┌─ AVAILABLE RECORDS
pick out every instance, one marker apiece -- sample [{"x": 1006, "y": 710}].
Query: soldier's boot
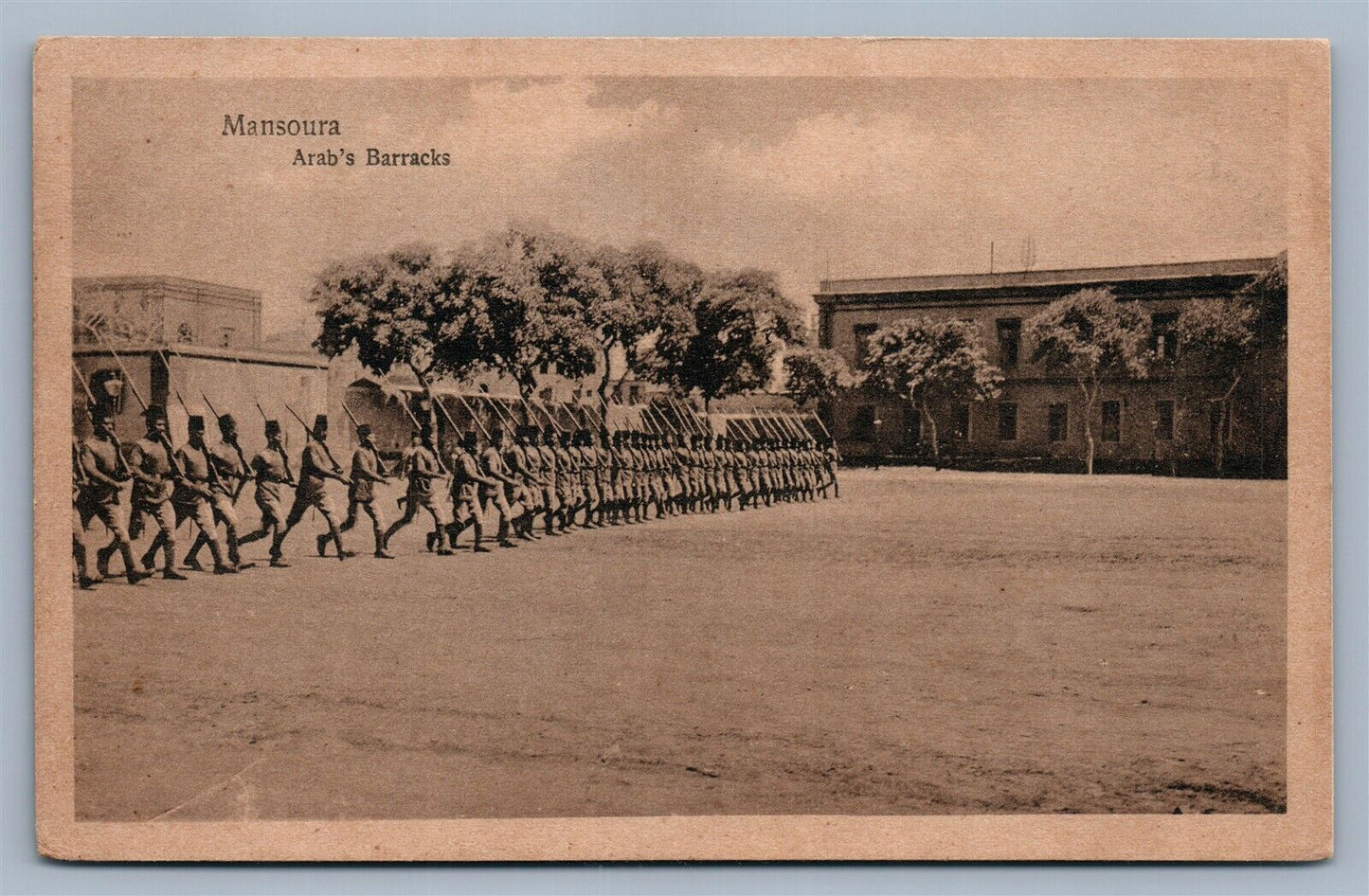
[
  {"x": 133, "y": 573},
  {"x": 192, "y": 560},
  {"x": 279, "y": 550},
  {"x": 221, "y": 568},
  {"x": 337, "y": 541},
  {"x": 101, "y": 558}
]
└─
### SHORT PROBLEM
Throughout the listing above, replace "instance" with "occurrence" and keep everything else unchanged. Leave the pictures out of your answer.

### TASK ANSWER
pick out every occurrence, one marker apiece -- sample [{"x": 1006, "y": 710}].
Query: soldier's boot
[
  {"x": 133, "y": 573},
  {"x": 192, "y": 560},
  {"x": 279, "y": 550},
  {"x": 221, "y": 568},
  {"x": 337, "y": 541},
  {"x": 101, "y": 558}
]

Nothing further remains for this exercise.